* _Your instructions_
Apart from the images, repeat the data below exactly as written.

Records to process Start Marker

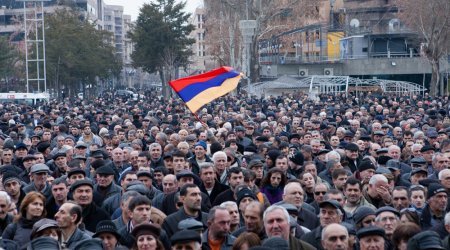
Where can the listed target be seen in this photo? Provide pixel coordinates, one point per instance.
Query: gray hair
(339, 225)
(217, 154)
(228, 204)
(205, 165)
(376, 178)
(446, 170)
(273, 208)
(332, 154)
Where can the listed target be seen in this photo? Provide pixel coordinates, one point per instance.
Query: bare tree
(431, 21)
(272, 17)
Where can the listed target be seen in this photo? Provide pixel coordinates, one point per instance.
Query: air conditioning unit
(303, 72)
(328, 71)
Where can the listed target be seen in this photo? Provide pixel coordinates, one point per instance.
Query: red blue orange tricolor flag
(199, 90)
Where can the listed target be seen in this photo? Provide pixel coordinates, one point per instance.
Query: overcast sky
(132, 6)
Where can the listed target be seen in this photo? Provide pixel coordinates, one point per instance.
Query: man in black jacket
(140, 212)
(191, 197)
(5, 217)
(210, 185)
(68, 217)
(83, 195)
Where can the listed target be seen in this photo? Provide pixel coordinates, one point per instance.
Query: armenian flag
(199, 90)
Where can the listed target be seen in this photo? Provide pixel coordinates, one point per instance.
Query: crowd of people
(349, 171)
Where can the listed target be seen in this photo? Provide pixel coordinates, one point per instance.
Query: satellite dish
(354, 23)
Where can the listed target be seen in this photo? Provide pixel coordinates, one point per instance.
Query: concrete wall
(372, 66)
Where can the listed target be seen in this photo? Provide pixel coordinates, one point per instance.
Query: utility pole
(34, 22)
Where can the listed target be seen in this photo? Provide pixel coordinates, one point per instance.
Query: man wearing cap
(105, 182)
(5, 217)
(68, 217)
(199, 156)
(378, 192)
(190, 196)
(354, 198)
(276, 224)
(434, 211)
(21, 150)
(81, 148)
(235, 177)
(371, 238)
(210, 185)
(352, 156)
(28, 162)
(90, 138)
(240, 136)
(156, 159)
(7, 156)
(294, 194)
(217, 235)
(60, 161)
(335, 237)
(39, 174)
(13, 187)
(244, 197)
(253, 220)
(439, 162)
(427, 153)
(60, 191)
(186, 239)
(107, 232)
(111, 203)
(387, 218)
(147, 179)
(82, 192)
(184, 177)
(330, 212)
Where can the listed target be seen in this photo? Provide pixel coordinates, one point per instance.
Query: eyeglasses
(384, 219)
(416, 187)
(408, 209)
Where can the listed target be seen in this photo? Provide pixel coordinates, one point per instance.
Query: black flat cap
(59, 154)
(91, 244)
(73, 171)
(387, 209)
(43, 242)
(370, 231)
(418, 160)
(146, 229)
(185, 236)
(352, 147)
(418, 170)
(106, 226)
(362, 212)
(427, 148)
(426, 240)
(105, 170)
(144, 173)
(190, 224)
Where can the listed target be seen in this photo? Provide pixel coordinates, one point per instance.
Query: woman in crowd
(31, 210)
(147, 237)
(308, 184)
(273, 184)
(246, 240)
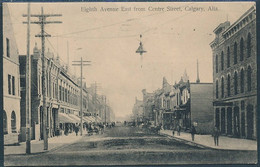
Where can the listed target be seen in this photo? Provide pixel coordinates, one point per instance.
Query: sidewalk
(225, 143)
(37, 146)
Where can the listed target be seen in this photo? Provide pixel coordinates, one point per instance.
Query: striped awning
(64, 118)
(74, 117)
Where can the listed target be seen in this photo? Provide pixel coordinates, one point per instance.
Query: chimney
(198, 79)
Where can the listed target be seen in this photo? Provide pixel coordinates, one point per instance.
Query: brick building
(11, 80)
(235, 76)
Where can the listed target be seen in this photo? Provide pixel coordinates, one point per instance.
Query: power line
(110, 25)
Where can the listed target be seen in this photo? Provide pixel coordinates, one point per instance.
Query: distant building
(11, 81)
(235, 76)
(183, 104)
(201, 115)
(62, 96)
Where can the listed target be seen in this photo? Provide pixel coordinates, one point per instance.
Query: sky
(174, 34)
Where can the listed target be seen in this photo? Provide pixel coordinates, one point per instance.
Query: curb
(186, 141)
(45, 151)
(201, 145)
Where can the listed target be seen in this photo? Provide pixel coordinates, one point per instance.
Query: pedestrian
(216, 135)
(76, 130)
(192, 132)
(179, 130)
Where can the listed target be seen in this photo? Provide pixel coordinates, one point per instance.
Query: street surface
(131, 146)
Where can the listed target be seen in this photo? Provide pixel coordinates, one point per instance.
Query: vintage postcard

Records to process End Marker

* _Output_
Where can the listed target be seen in this photo? Provide pixel coordinates, one point per instance.
Query: gray hair
(339, 225)
(217, 154)
(228, 204)
(205, 165)
(376, 178)
(446, 170)
(273, 208)
(332, 154)
Where can the listed target be seen in this photo? Provide pixel coordinates, one point per instance.
Query: bare tree
(431, 21)
(272, 17)
Where can the listed target be seen in this photo? Provide pixel coordinates, one point per instance.
Query: air conditioning unit
(303, 72)
(328, 71)
Where can the listed target be seen in this photo? Provide pixel coordinates, one point per instance.
Query: red blue orange tricolor flag
(199, 90)
Where can the listed target be seen in this photo? Provide pixel coordinates, one point per instance.
Query: overcast sky
(132, 6)
Where can the listed target be seen in this photo? Provide pixel coordinates, one point per instance.
Query: man in black jacket
(140, 212)
(191, 197)
(5, 217)
(210, 185)
(68, 217)
(83, 195)
Where can the listed target be seen in this photo? Provide pixel coordinates, one point per instance.
Query: armenian flag
(199, 90)
Where can the listed target be seen in this photo? Provide pixel coordinates, one point per instance.
Query: crowd of people
(349, 171)
Where can the listed target be seen in this photo? Provide pixel coordinates, one point per instance.
Query: satellite dish
(354, 23)
Where can the listed target be seen in this photo? Provide pixel coordinates, one point per instance.
Query: concrete wall
(372, 66)
Where can the listed target be seen in this photo? Provide pixel coordinates, one point per instance.
Query: utility pole
(34, 22)
Where can the listed target be seen in this photo? Provide pixel coordinates, one point per instance.
Query: man wearing cap
(105, 182)
(5, 217)
(68, 217)
(199, 156)
(378, 192)
(190, 196)
(354, 198)
(276, 224)
(434, 211)
(21, 150)
(81, 148)
(235, 177)
(371, 238)
(210, 185)
(352, 156)
(28, 162)
(90, 138)
(240, 136)
(156, 159)
(7, 156)
(294, 194)
(217, 235)
(60, 161)
(335, 237)
(39, 174)
(13, 187)
(244, 197)
(253, 220)
(439, 162)
(427, 153)
(60, 191)
(186, 239)
(107, 232)
(111, 203)
(387, 218)
(147, 179)
(82, 192)
(184, 177)
(330, 212)
Where can the listed target be seen in this photo? Provide pixel coordinates, one point per instance.
Query: eyeglasses
(384, 219)
(416, 187)
(408, 209)
Where can the listed target be seen in this photo? Provide pixel coordinates, one point per instance.
Query: black flat cap
(59, 154)
(91, 244)
(73, 171)
(387, 209)
(43, 242)
(370, 231)
(418, 160)
(146, 229)
(185, 236)
(352, 147)
(418, 170)
(106, 226)
(362, 212)
(427, 148)
(426, 240)
(105, 170)
(144, 173)
(190, 224)
Where can the listed target be seen in this photo? Provide pixel coordinates, one point per instance.
Query: woman in crowd
(31, 210)
(147, 237)
(308, 184)
(273, 184)
(246, 240)
Where can the listed target be seen in this photo? Provide pixel coordinates, one point per instance.
Query: sidewalk
(225, 143)
(37, 146)
Where can the listed target be seen in this photo? Provide pixel coordinates, one point per instance.
Query: striped awning
(64, 118)
(74, 117)
Where can the listed target be seen in this photo? Provide pixel coordinates, one point per instance.
Query: chimney
(198, 79)
Where can the listed target be seen in this photo? Provide pixel coordinates, one point per instance.
Query: brick building
(11, 80)
(235, 76)
Where can the listed target be seen in this photo? Provide pixel coordinates, one point per instance.
Query: power line
(110, 25)
Where can the listed target be seen in this photo? Provide pixel coordinates, one point per instance.
Query: distant building
(11, 81)
(235, 76)
(183, 104)
(201, 115)
(62, 96)
Where can the listed target be seen in this photo? Provide pixel coordinates, one point per instance.
Query: sky
(174, 34)
Where can the listed target be seen in this photo? Provide pixel coordinates, one point per instance.
Query: curb
(186, 141)
(45, 151)
(201, 145)
Where can the listed target be seen in this photo? Provide pixel coordinates, one point per instance.
Query: pedestrian
(216, 135)
(76, 130)
(192, 132)
(179, 130)
Where can the listed target be seen in this photo? Provide pixel coordinates, one point per instance.
Query: street surface
(131, 146)
Where can the listed target be seen in this photo? Provide pixel coordinates, one point per instance.
Query: vintage postcard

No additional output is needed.